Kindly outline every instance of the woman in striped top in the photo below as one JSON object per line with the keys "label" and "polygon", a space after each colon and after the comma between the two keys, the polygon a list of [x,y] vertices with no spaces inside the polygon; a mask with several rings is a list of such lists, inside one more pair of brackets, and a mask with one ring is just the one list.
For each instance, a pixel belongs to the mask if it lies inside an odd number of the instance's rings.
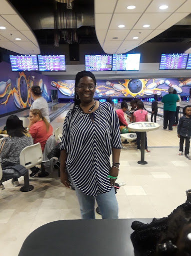
{"label": "woman in striped top", "polygon": [[82,219],[95,218],[95,198],[102,218],[118,218],[114,185],[118,173],[121,147],[118,119],[110,103],[93,99],[96,85],[90,72],[77,74],[74,107],[68,113],[63,127],[60,180],[69,187],[66,167]]}

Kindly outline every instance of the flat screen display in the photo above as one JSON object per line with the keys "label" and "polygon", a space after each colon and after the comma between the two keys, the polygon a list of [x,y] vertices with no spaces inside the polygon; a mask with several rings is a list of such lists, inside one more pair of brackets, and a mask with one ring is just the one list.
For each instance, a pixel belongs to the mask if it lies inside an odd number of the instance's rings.
{"label": "flat screen display", "polygon": [[38,55],[40,71],[66,71],[65,55]]}
{"label": "flat screen display", "polygon": [[112,70],[139,70],[140,53],[114,54]]}
{"label": "flat screen display", "polygon": [[10,55],[12,71],[38,71],[36,55]]}
{"label": "flat screen display", "polygon": [[86,70],[110,71],[112,70],[112,55],[85,55]]}
{"label": "flat screen display", "polygon": [[191,69],[191,54],[190,53],[187,62],[186,69]]}
{"label": "flat screen display", "polygon": [[188,58],[188,53],[162,53],[159,69],[185,69]]}

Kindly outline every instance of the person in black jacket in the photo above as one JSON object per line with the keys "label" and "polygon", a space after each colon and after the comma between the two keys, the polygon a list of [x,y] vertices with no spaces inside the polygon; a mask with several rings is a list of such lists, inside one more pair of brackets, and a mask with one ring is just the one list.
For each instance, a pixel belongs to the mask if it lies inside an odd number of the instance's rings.
{"label": "person in black jacket", "polygon": [[185,106],[182,110],[183,115],[179,120],[177,128],[178,137],[180,141],[180,153],[178,156],[183,155],[183,145],[186,140],[185,157],[187,159],[190,160],[189,156],[190,139],[191,136],[191,105]]}
{"label": "person in black jacket", "polygon": [[157,100],[158,98],[156,94],[154,95],[154,101],[152,101],[152,113],[151,114],[151,121],[152,122],[152,117],[153,116],[154,116],[154,122],[156,122],[156,115],[157,112],[158,112],[158,102],[157,102]]}

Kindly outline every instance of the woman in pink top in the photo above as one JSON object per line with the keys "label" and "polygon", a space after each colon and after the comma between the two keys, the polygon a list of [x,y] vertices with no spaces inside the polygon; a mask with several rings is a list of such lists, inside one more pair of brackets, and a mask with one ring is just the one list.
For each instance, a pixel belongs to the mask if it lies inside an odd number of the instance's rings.
{"label": "woman in pink top", "polygon": [[[141,100],[138,101],[136,103],[136,110],[134,113],[134,122],[144,122],[148,121],[148,112],[146,110],[144,109],[144,104]],[[141,132],[136,132],[136,143],[138,145],[138,151],[140,152],[140,138],[141,138]],[[147,147],[147,138],[146,133],[145,132],[145,146],[144,149],[146,152],[150,152],[150,150],[148,150]]]}

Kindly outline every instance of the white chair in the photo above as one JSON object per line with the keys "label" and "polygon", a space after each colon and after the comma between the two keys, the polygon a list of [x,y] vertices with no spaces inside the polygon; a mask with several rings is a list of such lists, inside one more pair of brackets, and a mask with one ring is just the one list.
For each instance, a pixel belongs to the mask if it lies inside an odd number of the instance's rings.
{"label": "white chair", "polygon": [[60,127],[59,126],[57,127],[57,128],[54,131],[54,138],[55,138],[56,142],[56,141],[58,139],[58,134],[59,134],[59,130],[60,130]]}
{"label": "white chair", "polygon": [[[42,152],[40,143],[36,143],[24,148],[20,153],[20,165],[24,166],[26,170],[40,164],[42,161]],[[34,186],[29,184],[28,171],[24,176],[24,185],[20,190],[28,192],[32,190]]]}

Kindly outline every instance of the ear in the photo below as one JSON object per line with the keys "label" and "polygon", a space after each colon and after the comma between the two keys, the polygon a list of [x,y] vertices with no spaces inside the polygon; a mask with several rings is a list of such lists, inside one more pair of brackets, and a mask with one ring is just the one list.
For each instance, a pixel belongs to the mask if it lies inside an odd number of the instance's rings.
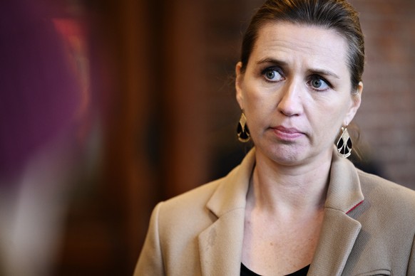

#### GIVEN INSTRUCTION
Quote all of the data above word for word, from start to finish, and leave the pictures out.

#### REPLY
Kindly outline every instance of the woman in striped top in the photo below as one JSON object per line with the keys "label" and "polygon", a space after each colon and after the comma between the two keys, the polygon a list of [x,y] vertices with no spaces inside the polygon; a mask with several rings is a list of such lists, inside one more pair of brackets, and a mask with one ring is just the one list.
For each instance, a pixel belongs to the mask if it lies inside an odd number of the instance's rings.
{"label": "woman in striped top", "polygon": [[82,219],[95,218],[95,198],[102,218],[118,218],[114,185],[118,173],[121,147],[118,119],[110,103],[93,99],[96,85],[90,72],[77,74],[74,107],[68,113],[63,127],[60,180],[69,187],[66,167]]}

Kindly outline every instance of the flat screen display in the photo above as one JSON object per line with the keys "label" and "polygon", a space after each colon and after the comma between the two keys, the polygon a list of [x,y] vertices with no spaces inside the polygon; a mask with several rings is a list of such lists, inside one more pair of brackets, and a mask with one ring is just the one list.
For each instance, a pixel belongs to the mask if it lies inside an odd number of the instance's rings.
{"label": "flat screen display", "polygon": [[38,55],[40,71],[66,71],[65,55]]}
{"label": "flat screen display", "polygon": [[112,70],[139,70],[140,53],[114,54]]}
{"label": "flat screen display", "polygon": [[10,55],[12,71],[38,71],[36,55]]}
{"label": "flat screen display", "polygon": [[86,70],[110,71],[112,70],[112,55],[85,55]]}
{"label": "flat screen display", "polygon": [[191,69],[191,54],[190,53],[187,62],[186,69]]}
{"label": "flat screen display", "polygon": [[188,58],[188,53],[162,53],[159,69],[185,69]]}

Kindly outline every instance of the person in black jacket in the photo above as one JSON object per line with the keys "label" and "polygon", a space after each colon and after the comma between the two keys, the polygon a list of [x,y] vertices with no spaces inside the polygon; a mask with several rings is a list of such lists, inside one more pair of brackets, and a mask with one ring is just the one list.
For each instance, a pixel belongs to the mask if it lies inside an odd number of the instance's rings.
{"label": "person in black jacket", "polygon": [[185,106],[182,110],[183,115],[179,120],[177,128],[178,137],[180,141],[180,153],[178,156],[183,155],[183,145],[186,140],[185,157],[187,159],[190,160],[189,156],[190,139],[191,136],[191,105]]}
{"label": "person in black jacket", "polygon": [[157,100],[158,98],[156,94],[154,95],[154,101],[152,101],[152,113],[151,114],[151,121],[152,122],[152,117],[153,116],[154,116],[154,122],[156,122],[156,115],[157,112],[158,112],[158,102],[157,102]]}

Kindly outline every instance of the woman in pink top in the photo above as one JSON object per line with the keys "label" and "polygon", a space after each colon and after the comma between the two keys, the polygon a list of [x,y] vertices with no spaces inside the polygon; a mask with several rings is a list of such lists, inside one more pair of brackets, and a mask with one ring is just the one list.
For each instance, a pixel belongs to the mask if it lies inside an odd number of the instance's rings.
{"label": "woman in pink top", "polygon": [[[141,100],[138,101],[136,103],[136,110],[134,113],[134,122],[144,122],[148,121],[148,112],[146,110],[144,109],[144,104]],[[141,132],[136,132],[136,143],[138,145],[138,151],[140,152],[140,138],[141,138]],[[147,147],[147,138],[146,133],[145,132],[145,146],[144,149],[146,152],[150,152],[150,150],[148,150]]]}

Kindly outline every instance of the white chair in the photo above as one JSON object per line with the keys "label" and "polygon", a space after each colon and after the comma between the two keys, the polygon a list of [x,y] vertices with no spaces inside the polygon; a mask with several rings is a list of such lists, inside one more pair of brackets, and a mask with one ring is just the one list.
For each instance, a pixel belongs to the mask if it lies inside an odd number of the instance's rings.
{"label": "white chair", "polygon": [[60,127],[59,126],[57,127],[57,128],[54,131],[54,138],[55,138],[56,142],[56,141],[58,139],[58,134],[59,134],[59,130],[60,130]]}
{"label": "white chair", "polygon": [[[42,152],[40,143],[36,143],[24,148],[20,153],[20,165],[24,166],[26,170],[40,164],[42,161]],[[34,186],[29,184],[28,171],[24,176],[24,185],[20,190],[28,192],[32,190]]]}

Kindly outline every instance of the ear in the photo below as one JSON object per line with the keys "label" and "polygon", a space after each colon and after the comma between the two keys, the polygon a list of [x,y] vertices with no spaces inside the polygon; a mask with several rings is a list of such lists, inside one more pair of brackets, and a mask with one ring is just the one list.
For each instance, a pixel belongs to the mask if it lies inside an odd number of the instance's rings.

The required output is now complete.